- _WHAT THE TASK ASKS_
Repeat the entries below in full, with every character unchanged.

EXERCISE MATERIALS Block Start

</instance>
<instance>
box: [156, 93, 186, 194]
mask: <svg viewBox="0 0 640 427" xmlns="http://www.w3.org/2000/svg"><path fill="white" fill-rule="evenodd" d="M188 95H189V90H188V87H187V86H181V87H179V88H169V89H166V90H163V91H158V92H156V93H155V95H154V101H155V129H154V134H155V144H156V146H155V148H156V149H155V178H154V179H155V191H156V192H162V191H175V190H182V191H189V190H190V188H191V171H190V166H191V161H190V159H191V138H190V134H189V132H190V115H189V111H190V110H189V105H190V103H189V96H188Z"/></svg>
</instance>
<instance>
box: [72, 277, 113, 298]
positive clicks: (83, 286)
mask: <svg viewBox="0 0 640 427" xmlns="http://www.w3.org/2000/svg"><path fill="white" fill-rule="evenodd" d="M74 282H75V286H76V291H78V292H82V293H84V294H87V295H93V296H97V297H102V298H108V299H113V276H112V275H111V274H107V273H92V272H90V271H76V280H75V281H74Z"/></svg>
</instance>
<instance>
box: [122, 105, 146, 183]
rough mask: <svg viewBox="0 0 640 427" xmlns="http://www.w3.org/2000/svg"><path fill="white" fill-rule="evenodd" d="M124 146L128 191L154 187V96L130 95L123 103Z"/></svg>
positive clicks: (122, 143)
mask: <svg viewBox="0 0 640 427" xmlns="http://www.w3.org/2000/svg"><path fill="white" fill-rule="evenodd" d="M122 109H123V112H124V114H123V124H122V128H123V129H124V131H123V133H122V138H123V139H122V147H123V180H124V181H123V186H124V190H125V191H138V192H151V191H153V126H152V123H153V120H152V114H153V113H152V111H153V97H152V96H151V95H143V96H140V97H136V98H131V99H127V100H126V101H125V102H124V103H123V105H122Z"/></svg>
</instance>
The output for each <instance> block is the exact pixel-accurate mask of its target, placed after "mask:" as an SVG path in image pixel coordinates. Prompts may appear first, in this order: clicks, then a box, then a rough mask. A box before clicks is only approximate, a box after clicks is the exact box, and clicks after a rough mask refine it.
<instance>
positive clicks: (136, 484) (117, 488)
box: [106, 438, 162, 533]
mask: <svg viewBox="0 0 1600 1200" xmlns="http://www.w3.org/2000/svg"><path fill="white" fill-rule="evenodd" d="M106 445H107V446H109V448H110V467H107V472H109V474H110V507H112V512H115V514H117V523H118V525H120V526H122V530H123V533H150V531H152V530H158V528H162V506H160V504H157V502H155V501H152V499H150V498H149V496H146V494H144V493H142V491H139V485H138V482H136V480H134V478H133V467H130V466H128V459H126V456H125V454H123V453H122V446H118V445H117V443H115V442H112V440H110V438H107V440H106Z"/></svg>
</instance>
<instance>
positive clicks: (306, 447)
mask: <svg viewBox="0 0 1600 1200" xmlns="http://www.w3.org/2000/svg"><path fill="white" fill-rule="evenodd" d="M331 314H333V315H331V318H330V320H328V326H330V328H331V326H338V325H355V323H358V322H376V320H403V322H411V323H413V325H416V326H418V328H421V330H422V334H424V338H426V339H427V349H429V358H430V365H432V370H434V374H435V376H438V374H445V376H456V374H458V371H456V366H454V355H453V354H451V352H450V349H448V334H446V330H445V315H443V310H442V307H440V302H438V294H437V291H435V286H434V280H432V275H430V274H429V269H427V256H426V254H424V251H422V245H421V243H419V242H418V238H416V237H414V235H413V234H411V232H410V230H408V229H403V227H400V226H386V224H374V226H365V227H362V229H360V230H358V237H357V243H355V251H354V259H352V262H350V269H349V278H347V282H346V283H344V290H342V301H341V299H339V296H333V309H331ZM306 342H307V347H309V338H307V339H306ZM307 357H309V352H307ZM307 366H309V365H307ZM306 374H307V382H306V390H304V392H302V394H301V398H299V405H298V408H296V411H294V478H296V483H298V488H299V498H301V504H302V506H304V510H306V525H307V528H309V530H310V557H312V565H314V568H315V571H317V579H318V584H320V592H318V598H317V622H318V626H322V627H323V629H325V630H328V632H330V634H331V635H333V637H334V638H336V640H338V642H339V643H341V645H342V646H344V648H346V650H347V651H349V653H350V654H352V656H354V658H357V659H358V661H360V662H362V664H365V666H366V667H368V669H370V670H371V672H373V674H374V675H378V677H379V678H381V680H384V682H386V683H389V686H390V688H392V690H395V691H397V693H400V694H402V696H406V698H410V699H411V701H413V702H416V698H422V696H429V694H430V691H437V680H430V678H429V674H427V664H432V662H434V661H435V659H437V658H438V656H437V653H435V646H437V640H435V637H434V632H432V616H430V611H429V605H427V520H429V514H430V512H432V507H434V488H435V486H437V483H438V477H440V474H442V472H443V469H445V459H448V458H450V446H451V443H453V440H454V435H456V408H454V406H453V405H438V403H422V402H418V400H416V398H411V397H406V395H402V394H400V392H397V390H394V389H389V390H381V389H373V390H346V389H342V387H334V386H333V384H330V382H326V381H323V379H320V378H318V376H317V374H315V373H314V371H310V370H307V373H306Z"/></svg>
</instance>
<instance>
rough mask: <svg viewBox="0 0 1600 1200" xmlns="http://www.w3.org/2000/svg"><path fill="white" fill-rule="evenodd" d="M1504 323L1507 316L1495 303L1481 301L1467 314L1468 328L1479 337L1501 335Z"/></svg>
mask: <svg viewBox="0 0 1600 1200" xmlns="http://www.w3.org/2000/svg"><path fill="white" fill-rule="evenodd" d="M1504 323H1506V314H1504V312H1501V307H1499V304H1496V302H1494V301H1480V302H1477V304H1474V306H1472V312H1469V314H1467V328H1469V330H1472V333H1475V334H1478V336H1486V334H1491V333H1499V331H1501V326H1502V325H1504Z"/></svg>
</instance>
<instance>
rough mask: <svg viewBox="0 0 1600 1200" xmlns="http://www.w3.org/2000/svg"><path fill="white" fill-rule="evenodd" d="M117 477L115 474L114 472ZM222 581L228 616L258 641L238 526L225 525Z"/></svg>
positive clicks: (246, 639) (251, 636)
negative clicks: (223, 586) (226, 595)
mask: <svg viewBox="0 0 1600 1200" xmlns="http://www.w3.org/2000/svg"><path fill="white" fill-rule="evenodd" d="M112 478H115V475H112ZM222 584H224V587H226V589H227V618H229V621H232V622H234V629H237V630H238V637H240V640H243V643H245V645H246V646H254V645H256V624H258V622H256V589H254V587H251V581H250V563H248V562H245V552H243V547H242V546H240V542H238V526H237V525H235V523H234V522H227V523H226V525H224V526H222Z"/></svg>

EXERCISE MATERIALS Block End

- _REPLY_
</instance>
<instance>
box: [156, 93, 186, 194]
mask: <svg viewBox="0 0 640 427" xmlns="http://www.w3.org/2000/svg"><path fill="white" fill-rule="evenodd" d="M188 95H189V90H188V87H187V86H181V87H179V88H169V89H166V90H163V91H158V92H156V93H155V95H154V101H155V129H154V134H155V144H156V146H155V148H156V149H155V178H154V179H155V191H156V192H162V191H175V190H182V191H189V190H190V188H191V171H190V166H191V161H190V159H191V138H190V134H189V132H190V115H189V111H190V110H189V105H190V103H189V96H188Z"/></svg>
</instance>
<instance>
box: [72, 277, 113, 298]
positive clicks: (83, 286)
mask: <svg viewBox="0 0 640 427" xmlns="http://www.w3.org/2000/svg"><path fill="white" fill-rule="evenodd" d="M74 282H75V286H76V291H78V292H82V293H84V294H87V295H93V296H97V297H102V298H108V299H113V276H112V275H111V274H107V273H92V272H90V271H76V280H75V281H74Z"/></svg>
</instance>
<instance>
box: [122, 105, 146, 183]
rough mask: <svg viewBox="0 0 640 427" xmlns="http://www.w3.org/2000/svg"><path fill="white" fill-rule="evenodd" d="M124 146L128 191L154 187V96L130 95L123 103Z"/></svg>
positive clicks: (122, 143)
mask: <svg viewBox="0 0 640 427" xmlns="http://www.w3.org/2000/svg"><path fill="white" fill-rule="evenodd" d="M122 109H123V112H124V114H123V124H122V128H123V129H124V131H123V133H122V138H123V139H122V147H123V180H124V181H123V186H124V190H125V191H138V192H151V191H153V126H152V123H153V120H152V114H153V113H152V111H153V97H152V96H151V95H143V96H140V97H136V98H131V99H127V100H126V101H125V102H124V103H123V105H122Z"/></svg>
</instance>
The output for each <instance> block is the exact pixel-accurate mask of its target, placed after "mask:" as an SVG path in image pixel coordinates. Prompts may appear first, in this order: clicks, then a box, then a rough mask. A box before clicks is only approximate, a box after clicks is the exact box, and clicks after a rough mask refine it.
<instance>
positive clicks: (136, 484) (117, 488)
box: [106, 438, 162, 533]
mask: <svg viewBox="0 0 1600 1200" xmlns="http://www.w3.org/2000/svg"><path fill="white" fill-rule="evenodd" d="M106 445H107V446H109V448H110V467H107V472H109V474H110V507H112V512H115V514H117V523H118V525H120V526H122V530H123V533H150V531H152V530H158V528H162V506H160V504H157V502H155V501H152V499H150V498H149V496H146V494H144V493H142V491H139V485H138V482H136V480H134V478H133V467H130V466H128V459H126V456H125V454H123V453H122V446H118V445H117V443H115V442H112V440H110V438H107V440H106Z"/></svg>
</instance>
<instance>
positive clicks: (306, 447)
mask: <svg viewBox="0 0 1600 1200" xmlns="http://www.w3.org/2000/svg"><path fill="white" fill-rule="evenodd" d="M331 314H333V315H331V318H330V320H328V326H330V328H331V326H338V325H355V323H358V322H376V320H403V322H411V323H413V325H416V326H418V328H421V330H422V334H424V338H426V339H427V349H429V358H430V365H432V370H434V374H435V376H438V374H445V376H456V374H458V371H456V366H454V355H453V354H451V352H450V349H448V334H446V330H445V315H443V310H442V307H440V302H438V294H437V291H435V286H434V280H432V275H430V274H429V269H427V256H426V254H424V251H422V245H421V243H419V242H418V238H416V237H414V235H413V234H411V232H410V230H408V229H403V227H400V226H386V224H374V226H365V227H362V229H360V230H358V237H357V243H355V251H354V259H352V262H350V269H349V278H347V282H346V283H344V290H342V301H341V299H339V296H333V309H331ZM306 342H307V347H309V338H307V339H306ZM307 357H309V352H307ZM307 366H309V365H307ZM306 374H307V382H306V390H304V392H302V394H301V398H299V405H298V408H296V411H294V478H296V483H298V488H299V498H301V504H302V506H304V510H306V525H307V528H309V530H310V557H312V565H314V568H315V571H317V579H318V584H320V592H318V598H317V622H318V626H322V627H323V629H325V630H328V632H330V634H331V635H333V637H334V638H336V640H338V642H339V643H341V645H342V646H344V648H346V650H347V651H349V653H350V654H352V656H354V658H357V659H358V661H360V662H362V664H365V666H366V667H368V669H370V670H371V672H373V674H374V675H378V677H379V678H381V680H384V682H386V683H389V686H390V688H392V690H395V691H397V693H400V694H402V696H406V698H410V699H411V701H413V702H416V698H422V696H429V694H430V691H437V680H430V678H429V674H427V664H432V662H434V661H435V659H437V658H438V656H437V653H435V646H437V640H435V637H434V632H432V616H430V611H429V605H427V520H429V514H430V512H432V507H434V488H435V486H437V483H438V477H440V474H442V472H443V469H445V459H448V458H450V446H451V443H453V440H454V435H456V408H454V406H453V405H438V403H422V402H418V400H416V398H411V397H406V395H402V394H400V392H397V390H394V389H389V390H381V389H373V390H346V389H342V387H334V386H333V384H330V382H326V381H323V379H320V378H318V376H317V374H315V373H314V371H310V370H307V373H306Z"/></svg>
</instance>
<instance>
rough mask: <svg viewBox="0 0 1600 1200" xmlns="http://www.w3.org/2000/svg"><path fill="white" fill-rule="evenodd" d="M1504 323L1507 316L1495 303L1481 301L1467 314L1468 328L1479 337L1501 335Z"/></svg>
mask: <svg viewBox="0 0 1600 1200" xmlns="http://www.w3.org/2000/svg"><path fill="white" fill-rule="evenodd" d="M1504 323H1506V314H1504V312H1501V307H1499V304H1496V302H1494V301H1480V302H1477V304H1474V306H1472V312H1469V314H1467V328H1469V330H1472V333H1475V334H1478V336H1486V334H1491V333H1499V331H1501V326H1502V325H1504Z"/></svg>
</instance>
<instance>
rough mask: <svg viewBox="0 0 1600 1200" xmlns="http://www.w3.org/2000/svg"><path fill="white" fill-rule="evenodd" d="M117 477L115 474L114 472ZM222 581L228 616L258 641L238 526L225 525Z"/></svg>
positive clicks: (246, 639) (251, 636)
negative clicks: (223, 586) (226, 595)
mask: <svg viewBox="0 0 1600 1200" xmlns="http://www.w3.org/2000/svg"><path fill="white" fill-rule="evenodd" d="M112 478H115V475H112ZM222 584H224V587H226V589H227V618H229V621H232V622H234V629H237V630H238V637H240V640H243V643H245V645H246V646H254V645H256V624H258V622H256V589H254V587H251V581H250V563H248V562H245V552H243V547H242V546H240V542H238V526H237V525H235V523H234V522H227V523H226V525H224V526H222Z"/></svg>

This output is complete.